RECORDS PROVIDED Start Marker

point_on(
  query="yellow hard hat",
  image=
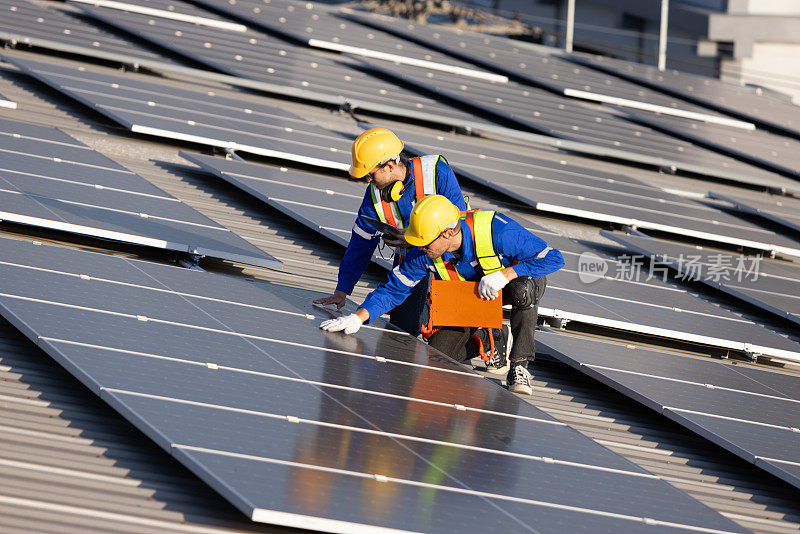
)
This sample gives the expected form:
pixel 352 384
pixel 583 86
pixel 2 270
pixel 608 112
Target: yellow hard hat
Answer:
pixel 372 148
pixel 429 218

RECORDS PROVIDED End Marker

Count lines, not occurrences. State how many lines of the entries contain the word "hard", and add nothing.

2